■ Directions for this task: Rewrite the lines from the one containing "the birdhouse entrance" through the last line, requests included. Multiply every x and y coordinate in the answers by 1.15 and round each to a whole number, with halves rounded up.

■ Data:

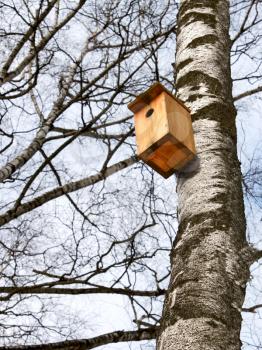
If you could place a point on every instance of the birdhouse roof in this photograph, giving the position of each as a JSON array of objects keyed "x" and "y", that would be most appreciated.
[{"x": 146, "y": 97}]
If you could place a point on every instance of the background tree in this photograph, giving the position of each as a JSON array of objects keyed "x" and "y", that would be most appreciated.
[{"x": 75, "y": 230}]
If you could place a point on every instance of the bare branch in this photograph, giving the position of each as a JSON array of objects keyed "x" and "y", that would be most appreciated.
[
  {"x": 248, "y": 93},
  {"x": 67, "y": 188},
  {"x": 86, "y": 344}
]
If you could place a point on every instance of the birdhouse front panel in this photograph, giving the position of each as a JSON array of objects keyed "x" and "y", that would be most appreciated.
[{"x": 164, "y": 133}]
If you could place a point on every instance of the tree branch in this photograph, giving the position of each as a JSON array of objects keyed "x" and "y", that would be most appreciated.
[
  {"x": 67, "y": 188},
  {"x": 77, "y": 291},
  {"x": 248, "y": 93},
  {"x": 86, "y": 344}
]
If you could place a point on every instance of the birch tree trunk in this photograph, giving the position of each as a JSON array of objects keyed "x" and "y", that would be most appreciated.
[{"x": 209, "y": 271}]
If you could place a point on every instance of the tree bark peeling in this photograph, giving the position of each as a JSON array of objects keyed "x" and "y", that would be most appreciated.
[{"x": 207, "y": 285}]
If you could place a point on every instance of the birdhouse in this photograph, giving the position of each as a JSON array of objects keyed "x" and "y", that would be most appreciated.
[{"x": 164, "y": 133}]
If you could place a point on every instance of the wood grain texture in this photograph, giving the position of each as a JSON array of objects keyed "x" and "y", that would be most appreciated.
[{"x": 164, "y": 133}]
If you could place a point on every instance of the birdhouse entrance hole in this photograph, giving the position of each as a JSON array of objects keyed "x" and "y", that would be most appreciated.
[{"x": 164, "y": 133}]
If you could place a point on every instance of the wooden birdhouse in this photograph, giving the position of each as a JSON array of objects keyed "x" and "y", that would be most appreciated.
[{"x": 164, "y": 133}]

■ The result:
If you could place a point on every instance of the birdhouse entrance hole in this photograph, giving the position of each as a JSON array of objects keyed "x" and "y", that would be most appreciated.
[{"x": 189, "y": 153}]
If you could place a point on every instance of the wooden birdhouse in this photograph, giving the position of each as a JSON array of objects keyed "x" and "y", that would be most appreciated.
[{"x": 189, "y": 153}]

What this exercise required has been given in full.